------ Provided text ------

The posts on this website about cash value insurance continue to attract comments (mostly from those who sell it) like a knight in shining armor on a summit in a thunderstorm attracts lightning. Months or even years after I write a post the comments continue to grow into the hundreds. In a recent comment, one agent stated that whole life insurance was a lot like a Roth IRA. I’ve heard that comparison many times, but it is flat out wrong, so I called him out on it. This post goes in to more detail about the reasons why whole life insurance is not like a Roth IRA.
1) No Interest Free Withdrawals
The reason some people fall for this scheme is that the money in a whole life insurance policy does grow in a tax-protected manner, and when you borrow the money from the policy later in life (remember you can’t withdraw the money, because that’s taxable, so you borrow it), it comes out tax-free “just like a Roth IRA.” However, it is not interest-free. Just like when you borrow from a bank, when you borrow from an insurance policy you have to pay interest. It doesn’t seem fair, I know, but that’s the way life insurance works. You have to pay interest to borrow your own money. When you withdraw from your Roth IRA, you owe neither taxes nor interest.
2) Excessive Fees Lower Returns
Roth IRAs can be extremely inexpensive. There is no fee at all to open one at Vanguard. They also have no closing fees. The expense ratio for investments can be as low as 0.05% a year. Try comparing that to the typical whole life policy. The insurance policy not only has a number of “garbage fees,” but since these things don’t sell themselves, the insurance company has to compensate its salesmen with large commissions (typically 40-80% of the first year’s premium) in order to get any business at all. The more you pay in fees, the less that goes toward the investment, and the lower your returns.
3) Insurance Costs Lower Returns
Since whole life insurance is a hybrid insurance/investing vehicle, it requires you to purchase insurance, whether or not you want it. All the money that goes toward the cost of that insurance by definition cannot go toward your cash value, so your investment will grow slower, producing lower returns.
4) Complexity Favors The Issuer
It is very easy to open a Roth IRA. It’s a simple proposition. You put in after-tax money, it grows tax-free and it comes out tax-free in retirement. You can put any reasonable investment inside it- stocks, bonds, mutual funds etc. Fees are clearly disclosed and, if you go to the commonly used mutual fund houses, quite reasonable. Insurance policy prospectuses, however, are hundreds of pages thick. Even the illustrations run dozens of pages. The fees are usually buried somewhere deep inside. I run into physicians every week who have been sold one of these policies who really didn’t understand what he was buying. In general, complex financial instruments favor the issuer over the purchaser.
5) No High Rate Of Return Investments Available
When your invest through an insurance company (which is what you are doing with whole life insurance) you’re stuck with the dividends that they want to pay you. Their dividends are limited by the investments that they use. These investments tend to be very conservative, often composed of 80-85% bonds. A Roth IRA, of course, can be invested in all kinds of investments with higher expected rates of return, such as US stocks, International stocks, REITs, small value stocks, emerging market stocks or even commodities.
6) You Cannot Stop “Investing”
With a Roth IRA, if you make less in any given year or just decide you want to blow your money on a boat, you can do that. Not so with a life insurance policy. If you don’t pay the premiums, the policy will lapse. Proponents will argue that after a certain number of years, the dividends from the policy will be sufficient to pay the premiums. That may be true, but that period of time always seems to come much later than the initial projections. It may be 2 or even 3 decades before the policy can pay its own premiums, dramatically reducing your financial flexibility.

------

_Stated task 1:_
Can you arrange the records, from their start to the line with "[[[46,59],[47,57],[44,55],[38,55],[37,58],[45,58],[45,59]]]", as a numbered list that skips blank lines and leaves out the pictures?

------ Given data ------

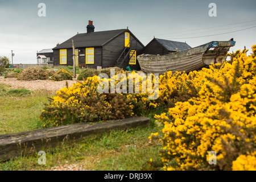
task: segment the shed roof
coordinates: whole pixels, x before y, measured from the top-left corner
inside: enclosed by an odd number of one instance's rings
[[[166,39],[155,39],[163,46],[164,46],[167,50],[170,51],[176,51],[176,48],[178,49],[179,51],[188,49],[191,48],[188,44],[185,42],[176,42]]]
[[[53,51],[52,49],[44,49],[43,50],[40,51],[39,52],[38,52],[38,53],[51,53],[51,52],[53,52]]]
[[[72,40],[75,47],[89,47],[102,46],[119,34],[129,31],[127,29],[120,29],[90,33],[78,34],[63,43],[57,46],[53,49],[69,48],[72,47]]]
[[[46,59],[47,57],[44,55],[38,55],[37,58],[45,58],[45,59]]]

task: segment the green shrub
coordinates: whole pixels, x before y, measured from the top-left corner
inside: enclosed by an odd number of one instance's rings
[[[68,70],[72,71],[73,73],[73,66],[68,66]],[[80,69],[79,67],[76,67],[76,74],[79,74],[80,73]]]
[[[10,72],[6,73],[5,76],[5,78],[16,78],[18,77],[18,73],[14,72]]]
[[[124,118],[132,115],[130,100],[126,96],[101,94],[97,77],[89,77],[57,92],[40,115],[44,127],[80,122]]]
[[[48,78],[48,72],[42,68],[31,67],[24,69],[18,77],[18,80],[31,81],[46,80]]]
[[[123,69],[119,67],[113,67],[113,68],[104,68],[100,70],[100,73],[106,73],[110,78],[110,71],[112,69],[115,69],[115,75],[121,73],[124,73]]]
[[[73,66],[68,66],[68,69],[73,69]]]
[[[19,68],[14,69],[13,71],[14,72],[17,73],[19,73],[22,72],[22,71],[20,69],[19,69]]]
[[[43,66],[43,67],[42,67],[43,69],[48,69],[48,67],[47,66]]]
[[[53,69],[48,69],[47,71],[49,76],[52,76],[56,74],[56,72]]]
[[[52,77],[52,80],[53,81],[63,81],[63,80],[72,80],[73,76],[71,73],[65,69],[60,69],[58,71],[56,74]]]
[[[88,77],[91,77],[94,76],[98,76],[100,74],[100,72],[93,68],[86,68],[85,69],[82,70],[79,76],[77,77],[78,80],[82,80],[83,78],[85,80],[86,80]]]
[[[31,93],[32,93],[32,92],[26,89],[11,89],[8,90],[6,92],[6,95],[8,96],[20,97],[28,94]]]

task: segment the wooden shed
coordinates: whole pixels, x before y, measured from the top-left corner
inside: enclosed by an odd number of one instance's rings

------

_Stated task 2:_
How would you put "It is very easy to open a Roth IRA." from the post comparing whole life insurance with a Roth IRA into Spanish?

_Worked solution 1:_
1. task: segment the shed roof
2. coordinates: whole pixels, x before y, measured from the top-left corner
3. inside: enclosed by an odd number of one instance's rings
4. [[[166,39],[155,39],[163,46],[164,46],[167,50],[170,51],[176,51],[176,48],[178,49],[179,51],[188,49],[191,48],[188,44],[185,42],[176,42]]]
5. [[[53,51],[52,49],[44,49],[43,50],[40,51],[39,52],[38,52],[38,53],[51,53],[51,52],[53,52]]]
6. [[[72,40],[75,47],[89,47],[102,46],[119,34],[129,31],[127,29],[120,29],[90,33],[78,34],[63,43],[57,46],[53,49],[69,48],[72,47]]]
7. [[[46,59],[47,57],[44,55],[38,55],[37,58],[45,58],[45,59]]]

_Worked solution 2:_
Es muy fácil abrir una Roth IRA.